[Data excerpts]
*-*-*

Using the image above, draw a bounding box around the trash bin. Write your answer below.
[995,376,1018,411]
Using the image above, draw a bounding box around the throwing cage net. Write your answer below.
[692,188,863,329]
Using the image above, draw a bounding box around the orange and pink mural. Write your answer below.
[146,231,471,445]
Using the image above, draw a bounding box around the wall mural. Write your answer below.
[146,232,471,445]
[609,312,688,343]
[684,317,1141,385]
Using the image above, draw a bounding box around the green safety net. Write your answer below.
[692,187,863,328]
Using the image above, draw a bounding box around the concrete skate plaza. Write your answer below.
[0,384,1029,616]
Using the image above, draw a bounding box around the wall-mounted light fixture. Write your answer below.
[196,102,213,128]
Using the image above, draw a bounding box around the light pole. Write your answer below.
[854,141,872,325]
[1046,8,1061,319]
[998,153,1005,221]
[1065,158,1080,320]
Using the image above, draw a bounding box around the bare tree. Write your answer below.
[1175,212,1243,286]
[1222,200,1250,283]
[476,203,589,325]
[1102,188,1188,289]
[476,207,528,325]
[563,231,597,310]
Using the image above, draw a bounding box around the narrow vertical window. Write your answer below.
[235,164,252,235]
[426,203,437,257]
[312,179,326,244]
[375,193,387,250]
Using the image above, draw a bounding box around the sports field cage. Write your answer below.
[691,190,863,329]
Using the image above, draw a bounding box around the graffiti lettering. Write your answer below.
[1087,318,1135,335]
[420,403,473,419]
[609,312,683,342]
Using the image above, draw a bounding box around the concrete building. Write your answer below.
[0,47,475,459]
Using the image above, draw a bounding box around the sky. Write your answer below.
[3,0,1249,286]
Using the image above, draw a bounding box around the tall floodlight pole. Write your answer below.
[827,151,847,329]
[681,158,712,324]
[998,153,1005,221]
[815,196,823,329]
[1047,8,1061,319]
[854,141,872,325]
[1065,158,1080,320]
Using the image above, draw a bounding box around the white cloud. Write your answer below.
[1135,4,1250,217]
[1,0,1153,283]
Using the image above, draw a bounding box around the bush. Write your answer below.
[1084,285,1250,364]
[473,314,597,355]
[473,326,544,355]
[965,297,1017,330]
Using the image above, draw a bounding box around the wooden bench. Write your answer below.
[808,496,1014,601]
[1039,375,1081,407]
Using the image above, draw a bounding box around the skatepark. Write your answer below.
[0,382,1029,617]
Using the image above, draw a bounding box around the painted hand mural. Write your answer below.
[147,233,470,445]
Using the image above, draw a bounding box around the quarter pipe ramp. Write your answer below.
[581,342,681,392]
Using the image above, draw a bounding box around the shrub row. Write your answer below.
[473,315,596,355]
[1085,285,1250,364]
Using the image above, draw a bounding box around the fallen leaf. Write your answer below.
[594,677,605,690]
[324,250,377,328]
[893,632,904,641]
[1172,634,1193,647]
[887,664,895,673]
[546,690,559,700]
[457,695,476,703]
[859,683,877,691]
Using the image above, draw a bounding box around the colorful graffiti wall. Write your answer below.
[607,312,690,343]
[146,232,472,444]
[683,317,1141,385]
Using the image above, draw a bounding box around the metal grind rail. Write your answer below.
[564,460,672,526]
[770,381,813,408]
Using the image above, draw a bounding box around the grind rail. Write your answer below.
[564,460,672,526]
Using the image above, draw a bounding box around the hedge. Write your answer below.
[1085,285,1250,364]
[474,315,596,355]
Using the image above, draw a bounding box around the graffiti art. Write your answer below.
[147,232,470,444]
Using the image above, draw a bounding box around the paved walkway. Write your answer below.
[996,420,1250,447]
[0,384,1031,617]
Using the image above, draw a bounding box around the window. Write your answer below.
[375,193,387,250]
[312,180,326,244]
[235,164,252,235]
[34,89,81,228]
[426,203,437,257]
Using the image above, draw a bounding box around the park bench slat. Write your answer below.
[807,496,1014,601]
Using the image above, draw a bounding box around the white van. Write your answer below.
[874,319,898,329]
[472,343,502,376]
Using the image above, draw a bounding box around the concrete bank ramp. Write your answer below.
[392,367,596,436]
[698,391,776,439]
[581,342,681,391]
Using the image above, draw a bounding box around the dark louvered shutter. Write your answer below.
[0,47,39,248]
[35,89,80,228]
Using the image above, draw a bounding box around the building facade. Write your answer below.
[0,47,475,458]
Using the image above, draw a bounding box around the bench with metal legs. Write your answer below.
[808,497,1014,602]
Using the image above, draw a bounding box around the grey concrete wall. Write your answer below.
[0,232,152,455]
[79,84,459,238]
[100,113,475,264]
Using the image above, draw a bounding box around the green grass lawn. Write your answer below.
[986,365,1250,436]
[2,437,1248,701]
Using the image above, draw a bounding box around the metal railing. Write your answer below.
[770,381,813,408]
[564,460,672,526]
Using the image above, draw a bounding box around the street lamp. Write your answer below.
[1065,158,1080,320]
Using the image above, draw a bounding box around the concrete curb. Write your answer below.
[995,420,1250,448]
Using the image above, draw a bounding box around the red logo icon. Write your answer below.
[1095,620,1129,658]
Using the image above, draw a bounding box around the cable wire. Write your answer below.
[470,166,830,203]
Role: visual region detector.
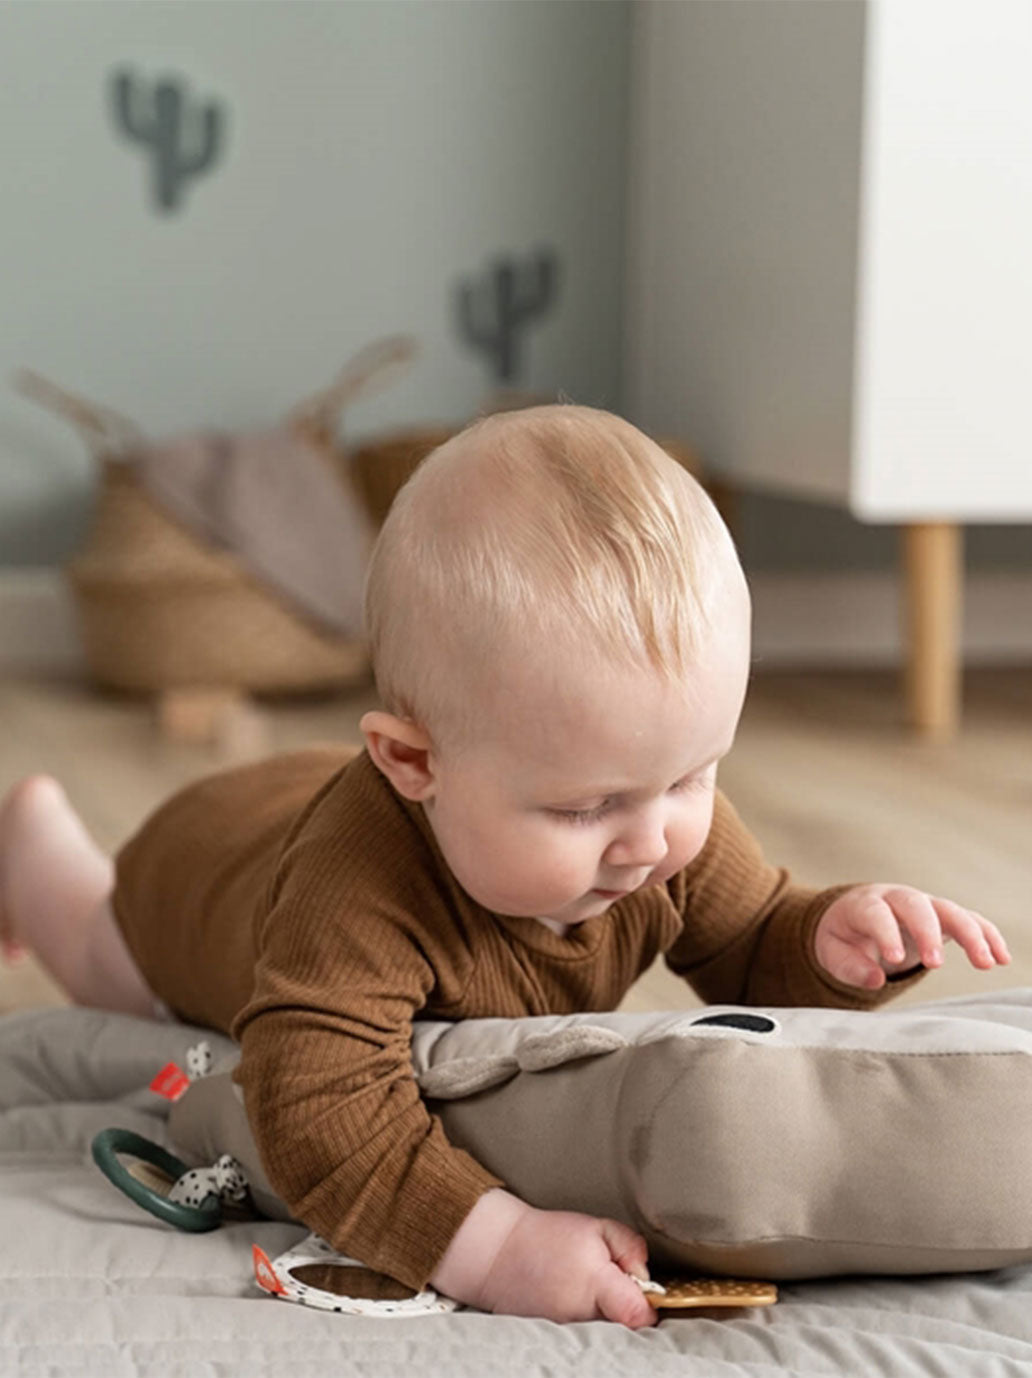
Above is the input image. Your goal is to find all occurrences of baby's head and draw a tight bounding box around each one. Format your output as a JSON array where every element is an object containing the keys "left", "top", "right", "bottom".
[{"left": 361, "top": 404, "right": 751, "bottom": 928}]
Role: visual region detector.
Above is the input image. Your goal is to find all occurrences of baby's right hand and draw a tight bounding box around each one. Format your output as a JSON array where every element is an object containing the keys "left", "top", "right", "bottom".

*-*-*

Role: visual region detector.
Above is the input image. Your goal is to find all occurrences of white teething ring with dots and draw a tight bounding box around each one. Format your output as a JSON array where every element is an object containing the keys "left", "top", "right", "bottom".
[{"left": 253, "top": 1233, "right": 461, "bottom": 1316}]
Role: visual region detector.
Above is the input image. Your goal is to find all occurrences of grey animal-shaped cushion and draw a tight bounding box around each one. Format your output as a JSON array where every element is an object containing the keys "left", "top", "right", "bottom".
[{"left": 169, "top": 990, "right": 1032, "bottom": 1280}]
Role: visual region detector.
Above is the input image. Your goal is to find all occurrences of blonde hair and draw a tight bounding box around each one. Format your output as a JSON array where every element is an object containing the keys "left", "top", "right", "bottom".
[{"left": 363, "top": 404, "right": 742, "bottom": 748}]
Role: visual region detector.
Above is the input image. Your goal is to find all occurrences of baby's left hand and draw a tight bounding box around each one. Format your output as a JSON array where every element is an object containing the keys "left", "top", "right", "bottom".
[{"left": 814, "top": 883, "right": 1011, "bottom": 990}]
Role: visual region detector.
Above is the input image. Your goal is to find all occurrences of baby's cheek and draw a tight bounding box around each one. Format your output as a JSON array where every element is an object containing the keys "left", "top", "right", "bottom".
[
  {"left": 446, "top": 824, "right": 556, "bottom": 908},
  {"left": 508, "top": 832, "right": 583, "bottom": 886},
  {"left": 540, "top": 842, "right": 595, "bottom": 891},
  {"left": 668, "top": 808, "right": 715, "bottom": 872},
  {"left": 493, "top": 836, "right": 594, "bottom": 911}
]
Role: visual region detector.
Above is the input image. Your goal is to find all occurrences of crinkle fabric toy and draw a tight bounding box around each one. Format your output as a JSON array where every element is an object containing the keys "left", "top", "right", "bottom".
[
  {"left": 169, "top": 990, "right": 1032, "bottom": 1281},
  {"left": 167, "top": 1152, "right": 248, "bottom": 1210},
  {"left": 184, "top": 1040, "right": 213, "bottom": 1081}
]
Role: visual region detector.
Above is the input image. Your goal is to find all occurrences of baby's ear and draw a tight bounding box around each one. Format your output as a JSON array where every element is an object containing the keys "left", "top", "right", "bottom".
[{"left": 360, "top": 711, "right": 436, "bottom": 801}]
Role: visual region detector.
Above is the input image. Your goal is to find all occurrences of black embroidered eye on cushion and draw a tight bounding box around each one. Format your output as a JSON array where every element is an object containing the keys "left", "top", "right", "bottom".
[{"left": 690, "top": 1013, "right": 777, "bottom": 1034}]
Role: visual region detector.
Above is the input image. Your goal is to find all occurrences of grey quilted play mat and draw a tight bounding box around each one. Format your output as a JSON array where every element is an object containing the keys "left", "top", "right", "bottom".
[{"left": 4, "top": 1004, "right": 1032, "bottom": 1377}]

*-*-*

## EXERCISE AIM
Write down again, exactly as given, only the lines above that fall from the line with "of baby's head" to the line with "of baby's right", inclusive.

## RESPONSE TO THIS EXERCISE
Above is the input image. Your goal is to find all occurrences of baby's head and draw a tight bounding box around each one. Format your output as a JSON array where every element is an object containing the keys "left", "top", "right", "bottom".
[{"left": 361, "top": 404, "right": 751, "bottom": 928}]
Role: visual region detector.
Above is the input image. Your goal is to find all occurrences of baby's right hand and draw a tight bounding box around each one. Format your output as a JSON array where every element is an object containing the keys "left", "top", "right", "bottom".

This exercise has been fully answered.